Case ID: sw2d_615/html/0670-01.html
Source: Caselaw Access Project
Author: {"author": "sREINHARD, Judge.", "license": "Public Domain", "url": "https://static.case.law/"}
Date Created: 2024-08-24T03:29:51.129683

Barbara Ann SANSONE, Appellant, v. Robert Charles SANSONE, Respondent.
    No. 42489.
    Missouri Court of Appeals, Eastern District, Division Three.
    April 28, 1981.
    Edwin P. Harrison, James W. Sherby, Clayton, for appellant.
    Charles Merz, St. Louis, for respondent.
   sREINHARD, Judge.

Wife appeals following the entry of the trial court’s decree dissolving the parties’ marriage.

The parties married on June 16,1967 and the decree of dissolution was filed on October 22, 1979. Two children were born of the marriage and wife received custody of both, with an award for child support. Wife received the larger portion of the marital property, including the marital home.
※
[Exercise instructions]
[a] Translate this sentence from the Sansone appeal opinion above into Spanish: "Wife appeals following the entry of the trial court’s decree dissolving the parties’ marriage."
[b] Carry on the Sansone appeal opinion from the point after its last sentence about the division of marital property.

[Entries shown]
※
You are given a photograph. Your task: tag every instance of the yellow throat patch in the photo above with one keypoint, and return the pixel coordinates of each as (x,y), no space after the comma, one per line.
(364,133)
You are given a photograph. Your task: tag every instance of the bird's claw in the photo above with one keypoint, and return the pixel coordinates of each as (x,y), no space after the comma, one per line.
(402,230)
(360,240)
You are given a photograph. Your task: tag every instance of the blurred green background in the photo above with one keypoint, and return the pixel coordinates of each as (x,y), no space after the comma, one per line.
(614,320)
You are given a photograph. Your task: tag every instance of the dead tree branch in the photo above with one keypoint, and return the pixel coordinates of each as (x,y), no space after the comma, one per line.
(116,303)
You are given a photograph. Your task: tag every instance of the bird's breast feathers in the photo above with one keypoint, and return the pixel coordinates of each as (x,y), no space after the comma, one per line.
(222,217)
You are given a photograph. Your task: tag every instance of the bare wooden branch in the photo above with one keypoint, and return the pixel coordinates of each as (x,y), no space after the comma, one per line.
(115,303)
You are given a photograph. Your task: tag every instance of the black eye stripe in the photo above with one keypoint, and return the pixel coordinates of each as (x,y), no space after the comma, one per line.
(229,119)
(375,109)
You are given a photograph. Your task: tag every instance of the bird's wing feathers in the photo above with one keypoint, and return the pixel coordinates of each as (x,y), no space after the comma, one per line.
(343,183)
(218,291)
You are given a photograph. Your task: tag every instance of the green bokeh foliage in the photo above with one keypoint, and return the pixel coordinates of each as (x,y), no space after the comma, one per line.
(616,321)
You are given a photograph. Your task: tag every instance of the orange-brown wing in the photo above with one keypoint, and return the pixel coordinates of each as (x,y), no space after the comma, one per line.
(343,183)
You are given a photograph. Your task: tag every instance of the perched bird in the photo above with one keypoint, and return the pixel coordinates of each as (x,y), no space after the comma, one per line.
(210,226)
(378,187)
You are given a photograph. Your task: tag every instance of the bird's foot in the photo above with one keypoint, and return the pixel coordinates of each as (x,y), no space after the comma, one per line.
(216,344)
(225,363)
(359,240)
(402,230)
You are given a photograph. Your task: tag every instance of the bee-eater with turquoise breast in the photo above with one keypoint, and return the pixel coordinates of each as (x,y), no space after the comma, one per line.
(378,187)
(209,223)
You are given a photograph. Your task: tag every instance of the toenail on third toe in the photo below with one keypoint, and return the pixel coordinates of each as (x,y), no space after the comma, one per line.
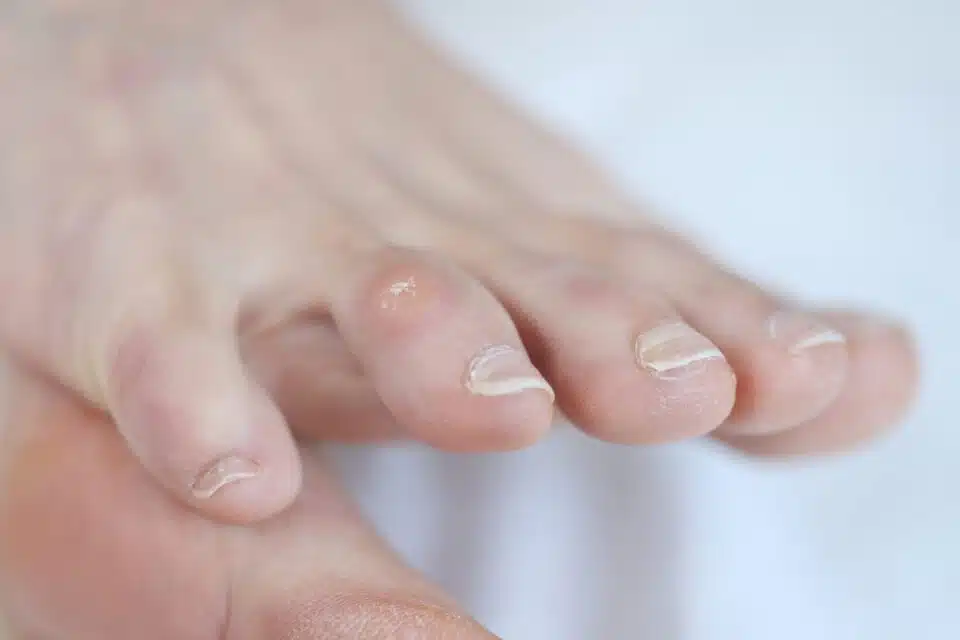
(675,351)
(801,332)
(502,370)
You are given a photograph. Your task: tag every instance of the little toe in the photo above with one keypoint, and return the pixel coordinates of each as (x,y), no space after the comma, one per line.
(441,351)
(790,364)
(880,385)
(625,365)
(183,400)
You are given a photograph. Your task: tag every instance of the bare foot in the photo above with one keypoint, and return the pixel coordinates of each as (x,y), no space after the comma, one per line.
(206,203)
(92,549)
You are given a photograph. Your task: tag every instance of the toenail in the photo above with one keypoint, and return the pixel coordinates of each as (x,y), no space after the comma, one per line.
(675,351)
(802,331)
(502,370)
(390,299)
(225,471)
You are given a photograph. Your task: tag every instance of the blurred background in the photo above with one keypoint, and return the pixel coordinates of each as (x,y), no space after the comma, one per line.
(817,146)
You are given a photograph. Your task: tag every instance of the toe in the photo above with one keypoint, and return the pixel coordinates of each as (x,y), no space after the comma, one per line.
(625,365)
(184,402)
(443,354)
(790,364)
(880,385)
(318,383)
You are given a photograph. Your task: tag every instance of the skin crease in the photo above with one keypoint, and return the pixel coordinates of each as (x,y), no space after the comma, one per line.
(110,203)
(83,528)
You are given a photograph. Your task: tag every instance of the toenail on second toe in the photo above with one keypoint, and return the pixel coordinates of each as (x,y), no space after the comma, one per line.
(800,332)
(675,351)
(502,370)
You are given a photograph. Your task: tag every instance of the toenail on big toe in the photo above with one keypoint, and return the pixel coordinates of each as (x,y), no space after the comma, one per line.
(502,370)
(675,351)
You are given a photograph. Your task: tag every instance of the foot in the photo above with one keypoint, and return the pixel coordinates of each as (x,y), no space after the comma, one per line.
(220,220)
(91,549)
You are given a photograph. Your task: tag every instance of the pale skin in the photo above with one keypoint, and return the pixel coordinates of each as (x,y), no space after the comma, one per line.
(223,226)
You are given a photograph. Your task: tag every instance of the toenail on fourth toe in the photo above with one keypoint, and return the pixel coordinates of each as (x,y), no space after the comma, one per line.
(675,351)
(800,331)
(502,370)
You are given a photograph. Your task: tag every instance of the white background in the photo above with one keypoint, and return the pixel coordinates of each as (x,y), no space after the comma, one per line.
(817,145)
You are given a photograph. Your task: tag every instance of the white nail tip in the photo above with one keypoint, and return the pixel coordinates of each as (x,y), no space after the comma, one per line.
(828,336)
(490,373)
(667,365)
(811,334)
(670,350)
(223,472)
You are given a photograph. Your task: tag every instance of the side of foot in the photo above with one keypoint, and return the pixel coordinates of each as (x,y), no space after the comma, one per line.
(315,167)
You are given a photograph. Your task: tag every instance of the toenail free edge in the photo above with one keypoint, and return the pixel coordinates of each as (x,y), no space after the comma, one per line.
(221,473)
(502,370)
(802,331)
(675,351)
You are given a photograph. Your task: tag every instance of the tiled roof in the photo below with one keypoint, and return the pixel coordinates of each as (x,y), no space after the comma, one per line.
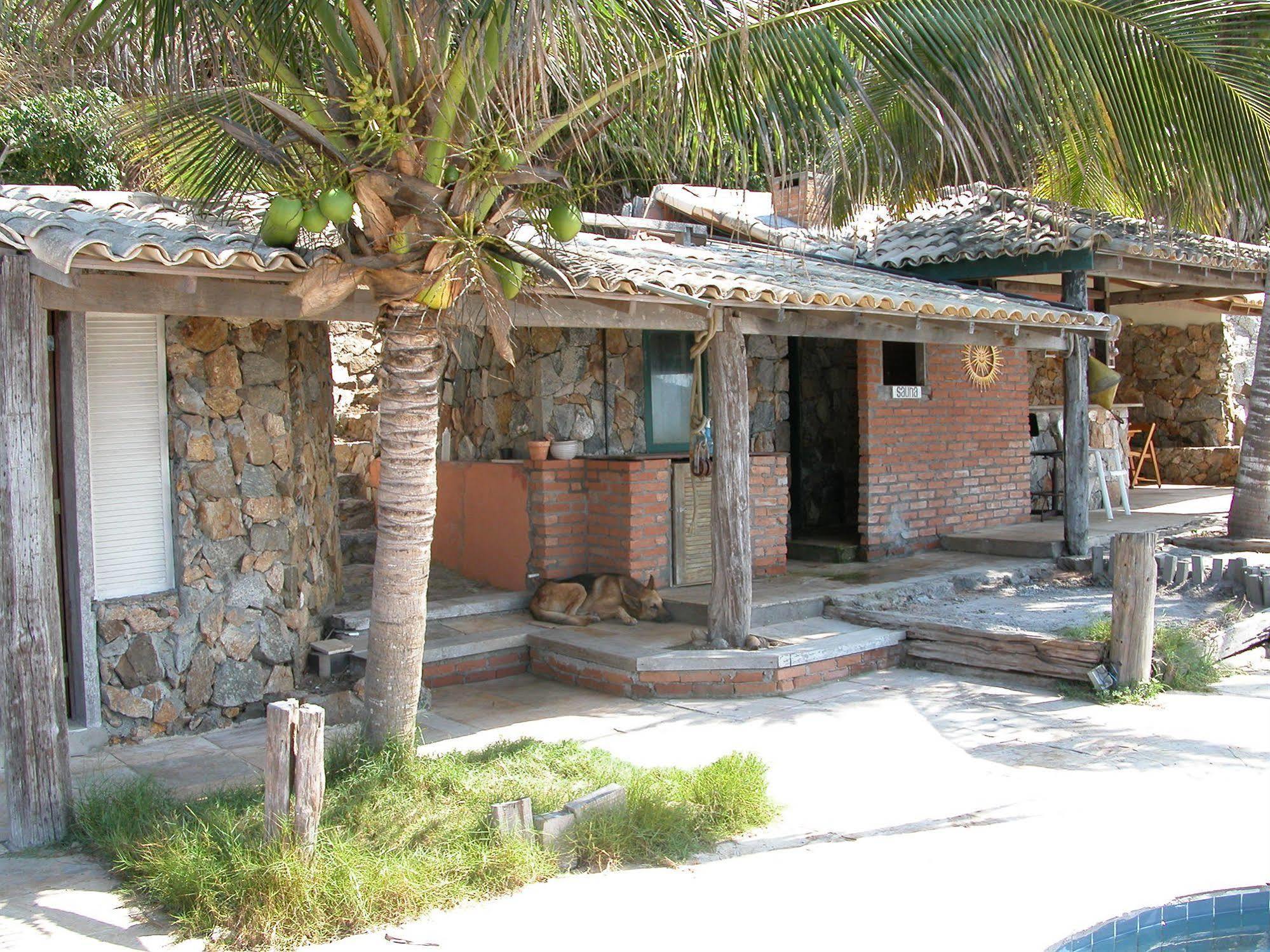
(750,274)
(986,221)
(61,224)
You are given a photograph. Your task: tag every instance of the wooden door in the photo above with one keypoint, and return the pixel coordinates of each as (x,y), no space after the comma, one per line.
(691,559)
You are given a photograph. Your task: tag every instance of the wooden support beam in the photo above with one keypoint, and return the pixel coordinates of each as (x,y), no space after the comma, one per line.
(1133,605)
(32,691)
(1229,281)
(732,587)
(1076,426)
(1174,292)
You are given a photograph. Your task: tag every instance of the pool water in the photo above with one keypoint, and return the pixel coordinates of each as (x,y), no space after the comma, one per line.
(1238,921)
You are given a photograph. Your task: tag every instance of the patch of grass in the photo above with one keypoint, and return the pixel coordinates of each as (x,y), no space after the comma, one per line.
(1183,659)
(400,836)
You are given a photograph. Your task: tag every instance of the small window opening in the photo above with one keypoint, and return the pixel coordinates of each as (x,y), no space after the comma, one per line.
(902,365)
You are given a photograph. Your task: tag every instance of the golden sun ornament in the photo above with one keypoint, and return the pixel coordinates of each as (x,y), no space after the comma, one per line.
(982,365)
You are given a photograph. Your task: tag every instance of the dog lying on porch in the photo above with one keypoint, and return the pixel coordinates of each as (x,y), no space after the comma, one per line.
(584,600)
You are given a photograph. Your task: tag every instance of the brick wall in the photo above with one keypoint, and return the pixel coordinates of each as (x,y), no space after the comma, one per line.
(770,511)
(614,516)
(954,461)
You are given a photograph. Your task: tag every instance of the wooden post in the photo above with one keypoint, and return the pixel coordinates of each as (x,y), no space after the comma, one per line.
(732,587)
(280,732)
(1076,426)
(310,774)
(32,691)
(1133,605)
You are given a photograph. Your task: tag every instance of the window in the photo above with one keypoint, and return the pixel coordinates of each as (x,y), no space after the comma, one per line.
(127,408)
(902,365)
(667,390)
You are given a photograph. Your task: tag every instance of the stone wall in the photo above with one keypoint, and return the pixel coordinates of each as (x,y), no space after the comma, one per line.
(569,384)
(255,540)
(1184,377)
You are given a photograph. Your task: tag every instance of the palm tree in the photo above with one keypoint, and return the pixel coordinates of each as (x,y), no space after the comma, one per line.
(451,121)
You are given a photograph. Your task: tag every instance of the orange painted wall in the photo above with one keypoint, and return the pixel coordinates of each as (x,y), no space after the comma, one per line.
(483,522)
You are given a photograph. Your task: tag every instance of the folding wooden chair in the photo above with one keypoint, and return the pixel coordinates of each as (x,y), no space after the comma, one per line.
(1147,451)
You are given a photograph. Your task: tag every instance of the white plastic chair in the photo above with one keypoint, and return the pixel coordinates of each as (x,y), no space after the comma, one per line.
(1117,470)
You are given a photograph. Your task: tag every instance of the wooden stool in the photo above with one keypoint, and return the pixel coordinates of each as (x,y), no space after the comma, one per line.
(1138,457)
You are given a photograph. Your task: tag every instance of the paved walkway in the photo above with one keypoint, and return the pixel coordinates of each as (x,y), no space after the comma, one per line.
(921,813)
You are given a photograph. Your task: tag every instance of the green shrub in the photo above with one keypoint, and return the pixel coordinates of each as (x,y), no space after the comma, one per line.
(65,137)
(1183,658)
(400,836)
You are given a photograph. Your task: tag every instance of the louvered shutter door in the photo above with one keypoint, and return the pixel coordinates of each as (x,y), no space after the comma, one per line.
(127,405)
(692,559)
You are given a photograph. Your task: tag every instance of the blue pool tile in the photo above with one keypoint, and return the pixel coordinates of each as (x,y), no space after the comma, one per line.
(1152,917)
(1226,904)
(1199,908)
(1257,899)
(1174,930)
(1150,937)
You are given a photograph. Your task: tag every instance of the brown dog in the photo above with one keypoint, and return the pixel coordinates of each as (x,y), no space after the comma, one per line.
(595,598)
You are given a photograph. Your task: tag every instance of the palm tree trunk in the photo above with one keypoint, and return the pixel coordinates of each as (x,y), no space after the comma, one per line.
(1250,508)
(409,396)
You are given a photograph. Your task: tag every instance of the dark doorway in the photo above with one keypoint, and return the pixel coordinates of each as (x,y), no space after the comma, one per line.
(826,450)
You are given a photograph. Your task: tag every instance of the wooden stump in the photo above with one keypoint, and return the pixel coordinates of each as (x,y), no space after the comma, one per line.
(280,730)
(32,691)
(732,587)
(1133,605)
(310,774)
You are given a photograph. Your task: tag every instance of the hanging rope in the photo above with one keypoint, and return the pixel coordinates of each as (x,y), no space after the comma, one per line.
(699,424)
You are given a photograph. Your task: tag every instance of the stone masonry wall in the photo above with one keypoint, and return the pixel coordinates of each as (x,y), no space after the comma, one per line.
(255,546)
(565,384)
(1184,379)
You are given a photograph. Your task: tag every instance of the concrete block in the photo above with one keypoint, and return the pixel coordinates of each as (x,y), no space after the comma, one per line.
(601,801)
(1098,555)
(553,832)
(513,818)
(1182,569)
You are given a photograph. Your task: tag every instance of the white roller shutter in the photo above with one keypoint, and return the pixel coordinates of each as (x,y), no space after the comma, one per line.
(127,404)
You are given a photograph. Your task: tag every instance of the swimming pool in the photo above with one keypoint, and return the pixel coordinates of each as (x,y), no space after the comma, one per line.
(1236,921)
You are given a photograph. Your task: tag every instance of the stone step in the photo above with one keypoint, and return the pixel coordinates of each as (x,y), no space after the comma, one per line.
(356,513)
(764,612)
(811,550)
(357,546)
(483,603)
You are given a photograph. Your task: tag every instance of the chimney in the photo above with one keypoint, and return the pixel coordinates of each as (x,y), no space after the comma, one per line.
(802,197)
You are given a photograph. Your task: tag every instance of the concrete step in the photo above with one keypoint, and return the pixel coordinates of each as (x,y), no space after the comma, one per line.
(357,546)
(812,550)
(483,603)
(764,612)
(1003,546)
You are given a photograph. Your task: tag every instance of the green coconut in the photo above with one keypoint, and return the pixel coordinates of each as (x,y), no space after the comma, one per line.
(564,222)
(314,220)
(280,227)
(337,204)
(440,295)
(511,274)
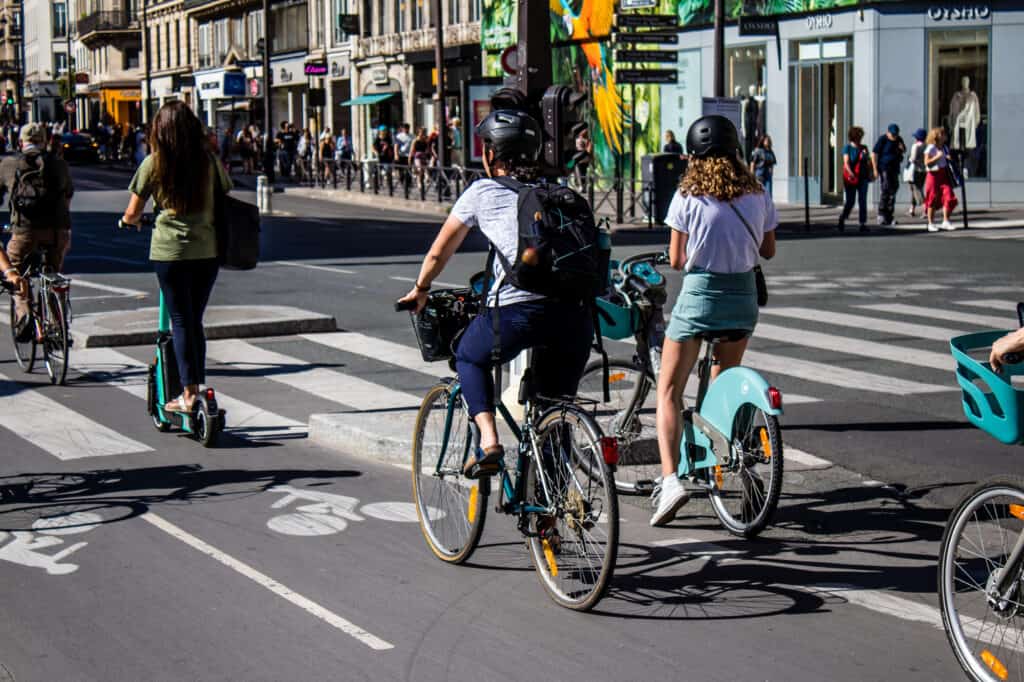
※
[Results of the exercise]
[a] La esposa apela tras la emisión de la sentencia del tribunal de primera instancia que disuelve el matrimonio de las partes.

[b]
In its decree, the court also awarded wife $400 per month as maintenance for a period of one year. The court found that this period would give wife “ample time to obtain employment or further training for employment ....,” based upon the court’s finding that wife was “an able bodied woman capable of obtaining gainful employment, and earning an income sufficient to maintain herself .... ” Although on appeal wife contends that the court erred in its findings regarding her health and her ability to be employed, the real issue centers on that portion of the order limiting the duration of maintenance, which wife contends is not supported by the evidence.

At the time the parties married, wife had two years of junior college credit and was employed as a waitress in a Playboy Club. During most of the parties’ twelve-year marriage, wife had not been employed outside the home, although there was evidence that she had worked briefly as a retail salesperson at one point. At the time of trial, wife was 35 years old. Nine months prior to the trial, wife had completed a fifteen-week course in real estate appraisal at Meramec Junior College, and received a license to work as a real estate appraiser. Husband’s witness, the manager of the Appraisal Division of Dolan Realty, testified in regard to job opportunities in the real estate appraisal field for a person with wife’s qualifications. He also testified that the starting salary in such jobs would be in the range of $10,000 to $12,000.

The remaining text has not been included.